--- AUSGEWÄHLTER TEXT ---
Und genau da lag ich lächerlich, unglaublich falsch. Das wurde mir aber erst bewusst, als ich dann tatsächlich selbst einen solchen Zeichenkurs besuchte (als Künstlerin, nicht als Modell). Ich saß zwischen zwei talentierten Freund:innen auf einem muffigen Dachboden und führte peinlich berührten Smalltalk, um mich von der Angst abzulenken, ich könnte versehentlich über die Brüste des Modells kichern – oder von dem Druck, am Ende mein Bild neben den Meisterwerken meiner Freund:innen präsentieren zu müssen. Während in dem kleinen Raum also fröhlich geplaudert wurde, trat auf einmal eine Frau in unsere Mitte. Ich sah ihr dabei zu, wie sie zum Gürtel ihres seidenen Bademantels griff, und das Zimmer wurde plötzlich ganz ruhig. Und dann war sie nackt.

Ich wollte mich selbst wunderschön gezeichnet sehen, in der Hoffnung, meinen eigenen Körper danach nicht mehr mit so einer erdrückenden Traurigkeit zu betrachten.

--- ARBEITSANWEISUNGEN ---
1. Gib aus dem ausgewählten Text die Stelle von „Und genau da“ bis „war sie nackt.“ wortgetreu wieder.
2. Wonach griff die Frau im ausgewählten Text, bevor das Zimmer plötzlich ganz ruhig wurde?

--- GESPEICHERTE ZEILEN ---
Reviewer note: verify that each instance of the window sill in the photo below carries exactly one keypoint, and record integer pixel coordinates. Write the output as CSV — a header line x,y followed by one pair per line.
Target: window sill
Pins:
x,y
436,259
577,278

--- DIE LÖSUNGEN ---
1.
Und genau da lag ich lächerlich, unglaublich falsch. Das wurde mir aber erst bewusst, als ich dann tatsächlich selbst einen solchen Zeichenkurs besuchte (als Künstlerin, nicht als Modell). Ich saß zwischen zwei talentierten Freund:innen auf einem muffigen Dachboden und führte peinlich berührten Smalltalk, um mich von der Angst abzulenken, ich könnte versehentlich über die Brüste des Modells kichern – oder von dem Druck, am Ende mein Bild neben den Meisterwerken meiner Freund:innen präsentieren zu müssen. Während in dem kleinen Raum also fröhlich geplaudert wurde, trat auf einmal eine Frau in unsere Mitte. Ich sah ihr dabei zu, wie sie zum Gürtel ihres seidenen Bademantels griff, und das Zimmer wurde plötzlich ganz ruhig. Und dann war sie nackt.

2. Sie griff zum Gürtel ihres seidenen Bademantels.